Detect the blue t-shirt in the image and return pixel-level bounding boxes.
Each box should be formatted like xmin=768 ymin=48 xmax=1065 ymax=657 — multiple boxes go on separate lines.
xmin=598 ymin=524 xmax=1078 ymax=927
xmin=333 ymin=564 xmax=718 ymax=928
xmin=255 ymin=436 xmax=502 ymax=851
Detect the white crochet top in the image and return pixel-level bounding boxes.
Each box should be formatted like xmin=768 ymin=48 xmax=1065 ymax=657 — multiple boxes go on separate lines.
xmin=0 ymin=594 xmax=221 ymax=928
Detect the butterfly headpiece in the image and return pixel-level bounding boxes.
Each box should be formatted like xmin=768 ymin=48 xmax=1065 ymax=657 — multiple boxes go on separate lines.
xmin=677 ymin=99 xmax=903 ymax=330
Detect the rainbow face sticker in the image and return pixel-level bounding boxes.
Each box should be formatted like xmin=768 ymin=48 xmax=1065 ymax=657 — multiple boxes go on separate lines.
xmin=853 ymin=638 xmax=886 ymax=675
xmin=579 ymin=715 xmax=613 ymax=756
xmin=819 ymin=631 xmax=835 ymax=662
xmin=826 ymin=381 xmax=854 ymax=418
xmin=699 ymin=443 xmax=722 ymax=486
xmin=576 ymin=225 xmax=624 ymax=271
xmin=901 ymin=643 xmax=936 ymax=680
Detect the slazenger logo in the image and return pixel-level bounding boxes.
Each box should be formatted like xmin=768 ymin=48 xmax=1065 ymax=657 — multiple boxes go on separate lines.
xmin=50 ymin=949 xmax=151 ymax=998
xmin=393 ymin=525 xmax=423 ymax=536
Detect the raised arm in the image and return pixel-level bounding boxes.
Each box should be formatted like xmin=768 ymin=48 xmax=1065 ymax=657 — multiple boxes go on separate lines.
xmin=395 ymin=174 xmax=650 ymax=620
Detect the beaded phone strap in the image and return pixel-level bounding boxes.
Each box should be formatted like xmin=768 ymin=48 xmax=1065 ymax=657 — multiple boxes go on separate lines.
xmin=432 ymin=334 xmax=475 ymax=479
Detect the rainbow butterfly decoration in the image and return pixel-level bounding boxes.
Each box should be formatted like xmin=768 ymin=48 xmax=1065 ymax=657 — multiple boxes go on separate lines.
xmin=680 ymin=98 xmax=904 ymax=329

··········

**Requirement:** Output each record above exactly, omitting nothing.

**Exercise solution:**
Detect the blue t-shirt in the image and return pixel-level bounding boxes.
Each box should be formatted like xmin=768 ymin=48 xmax=1065 ymax=657 — multiple boxes go on separate lines.
xmin=598 ymin=524 xmax=1078 ymax=927
xmin=333 ymin=564 xmax=718 ymax=928
xmin=255 ymin=436 xmax=502 ymax=851
Detect the white crochet top in the image and return pixel-level bounding boxes.
Each box should be formatted like xmin=768 ymin=48 xmax=1065 ymax=657 — multiple boxes go on separate lines.
xmin=0 ymin=594 xmax=221 ymax=928
Detect the butterfly headpiece in the image and return pixel-level bounding boxes.
Each box should be formatted like xmin=768 ymin=48 xmax=1065 ymax=657 — multiple boxes go on separate lines.
xmin=677 ymin=99 xmax=903 ymax=330
Detect the rainbow face sticker in the image and return pixel-level bounding boxes.
Each box should be formatted like xmin=768 ymin=48 xmax=1065 ymax=657 — multiple boxes go on separate lines.
xmin=853 ymin=638 xmax=886 ymax=675
xmin=579 ymin=715 xmax=613 ymax=756
xmin=819 ymin=631 xmax=835 ymax=662
xmin=826 ymin=381 xmax=854 ymax=418
xmin=699 ymin=443 xmax=722 ymax=486
xmin=576 ymin=225 xmax=624 ymax=271
xmin=901 ymin=643 xmax=936 ymax=680
Detect the slazenger logo in the image and return pixel-level bounding boxes.
Each box should be formatted like xmin=768 ymin=48 xmax=1065 ymax=657 — multiple boxes go on separate lines.
xmin=50 ymin=949 xmax=151 ymax=998
xmin=393 ymin=525 xmax=423 ymax=536
Detect the raised arm in the image and return pixel-level bounding boxes.
Each box should be formatted like xmin=768 ymin=48 xmax=1065 ymax=657 — multiple boxes go on separate lines.
xmin=395 ymin=174 xmax=650 ymax=620
Detect the beaded phone strap in the image and return pixel-level bounding boxes.
Each box should be formatted like xmin=768 ymin=48 xmax=1065 ymax=657 — multiple boxes go on separate lines.
xmin=432 ymin=334 xmax=475 ymax=479
Detect the rainbow butterfly decoration in the image and return pixel-level bounding boxes.
Each box should be formatted like xmin=768 ymin=48 xmax=1065 ymax=657 — multiple boxes go on separate lines.
xmin=680 ymin=98 xmax=904 ymax=329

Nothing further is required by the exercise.